_What the task asks_
Those lines of the data that hold the word "church" are to be copied out.

_Information given_
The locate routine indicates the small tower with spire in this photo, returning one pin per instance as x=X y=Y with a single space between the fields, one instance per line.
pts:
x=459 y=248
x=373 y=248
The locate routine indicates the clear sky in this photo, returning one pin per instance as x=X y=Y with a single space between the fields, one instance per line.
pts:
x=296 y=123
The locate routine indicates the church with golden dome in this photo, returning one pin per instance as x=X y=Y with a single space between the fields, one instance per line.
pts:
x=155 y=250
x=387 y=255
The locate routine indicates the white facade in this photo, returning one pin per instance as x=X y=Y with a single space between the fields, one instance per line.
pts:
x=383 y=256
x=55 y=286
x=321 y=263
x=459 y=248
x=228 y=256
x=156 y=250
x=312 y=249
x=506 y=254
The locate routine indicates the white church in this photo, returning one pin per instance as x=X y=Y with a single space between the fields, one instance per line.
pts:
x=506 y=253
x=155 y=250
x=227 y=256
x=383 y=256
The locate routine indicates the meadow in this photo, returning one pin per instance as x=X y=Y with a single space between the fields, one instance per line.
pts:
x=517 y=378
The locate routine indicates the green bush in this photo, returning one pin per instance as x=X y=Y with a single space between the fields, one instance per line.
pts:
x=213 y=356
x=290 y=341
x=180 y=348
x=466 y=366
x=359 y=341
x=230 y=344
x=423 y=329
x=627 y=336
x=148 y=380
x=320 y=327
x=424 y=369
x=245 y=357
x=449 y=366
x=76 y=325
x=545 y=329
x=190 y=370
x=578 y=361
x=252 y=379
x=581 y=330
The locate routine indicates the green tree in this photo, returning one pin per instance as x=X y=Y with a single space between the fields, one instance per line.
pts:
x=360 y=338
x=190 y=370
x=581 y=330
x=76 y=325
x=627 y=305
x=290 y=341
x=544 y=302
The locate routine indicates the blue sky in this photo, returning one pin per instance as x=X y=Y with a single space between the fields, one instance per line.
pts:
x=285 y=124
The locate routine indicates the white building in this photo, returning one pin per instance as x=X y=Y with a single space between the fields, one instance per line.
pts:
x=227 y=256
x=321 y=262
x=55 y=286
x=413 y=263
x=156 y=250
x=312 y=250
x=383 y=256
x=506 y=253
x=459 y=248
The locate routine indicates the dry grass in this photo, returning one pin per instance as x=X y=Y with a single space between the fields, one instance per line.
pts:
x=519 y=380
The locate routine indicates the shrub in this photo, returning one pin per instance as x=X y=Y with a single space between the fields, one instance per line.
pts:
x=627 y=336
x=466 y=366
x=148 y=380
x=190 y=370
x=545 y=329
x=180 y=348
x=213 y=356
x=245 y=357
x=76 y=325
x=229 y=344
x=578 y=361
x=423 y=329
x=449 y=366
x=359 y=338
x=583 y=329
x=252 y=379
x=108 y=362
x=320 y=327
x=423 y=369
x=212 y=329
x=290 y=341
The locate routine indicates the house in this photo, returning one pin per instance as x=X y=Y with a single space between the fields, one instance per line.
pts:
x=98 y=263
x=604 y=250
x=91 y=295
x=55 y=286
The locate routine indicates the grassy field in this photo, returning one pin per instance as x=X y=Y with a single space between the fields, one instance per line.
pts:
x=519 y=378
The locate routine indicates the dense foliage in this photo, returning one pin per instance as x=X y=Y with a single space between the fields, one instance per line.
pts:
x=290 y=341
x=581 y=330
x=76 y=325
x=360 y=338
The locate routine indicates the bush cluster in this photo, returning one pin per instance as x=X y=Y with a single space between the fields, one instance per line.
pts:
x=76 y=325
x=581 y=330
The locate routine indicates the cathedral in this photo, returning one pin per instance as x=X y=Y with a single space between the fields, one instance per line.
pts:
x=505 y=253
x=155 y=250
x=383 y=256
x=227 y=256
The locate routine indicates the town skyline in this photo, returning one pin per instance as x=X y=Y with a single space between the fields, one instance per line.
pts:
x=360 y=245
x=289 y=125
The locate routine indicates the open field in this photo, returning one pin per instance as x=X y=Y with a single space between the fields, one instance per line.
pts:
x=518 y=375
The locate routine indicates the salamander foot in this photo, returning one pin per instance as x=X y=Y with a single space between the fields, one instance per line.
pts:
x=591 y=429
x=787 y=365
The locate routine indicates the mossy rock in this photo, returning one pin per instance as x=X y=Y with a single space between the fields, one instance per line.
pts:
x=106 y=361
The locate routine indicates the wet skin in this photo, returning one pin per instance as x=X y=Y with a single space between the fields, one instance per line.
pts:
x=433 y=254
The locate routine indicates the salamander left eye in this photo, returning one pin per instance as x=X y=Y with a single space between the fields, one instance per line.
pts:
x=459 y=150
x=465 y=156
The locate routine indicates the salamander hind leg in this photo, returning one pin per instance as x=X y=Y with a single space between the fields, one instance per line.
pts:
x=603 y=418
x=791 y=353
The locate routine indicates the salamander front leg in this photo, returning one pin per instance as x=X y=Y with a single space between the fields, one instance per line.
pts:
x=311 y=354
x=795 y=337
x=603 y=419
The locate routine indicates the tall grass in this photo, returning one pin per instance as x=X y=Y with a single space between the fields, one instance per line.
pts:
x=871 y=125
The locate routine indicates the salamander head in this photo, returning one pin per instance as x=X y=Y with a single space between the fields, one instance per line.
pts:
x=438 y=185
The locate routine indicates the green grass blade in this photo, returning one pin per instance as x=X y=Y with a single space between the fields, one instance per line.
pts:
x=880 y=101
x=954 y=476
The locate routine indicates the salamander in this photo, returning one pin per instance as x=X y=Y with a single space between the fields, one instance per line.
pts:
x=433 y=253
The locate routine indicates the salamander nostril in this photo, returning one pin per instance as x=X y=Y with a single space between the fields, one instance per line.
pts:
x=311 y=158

_Written answer_
The locate routine indicates the church with golden dome in this photo, returning one pin per instance as x=X y=Y with a single space between the fields, one instance per line.
The locate routine indicates the white church in this photo, returning one pin per instance as x=X y=Y with a single space between the fields, one instance per line.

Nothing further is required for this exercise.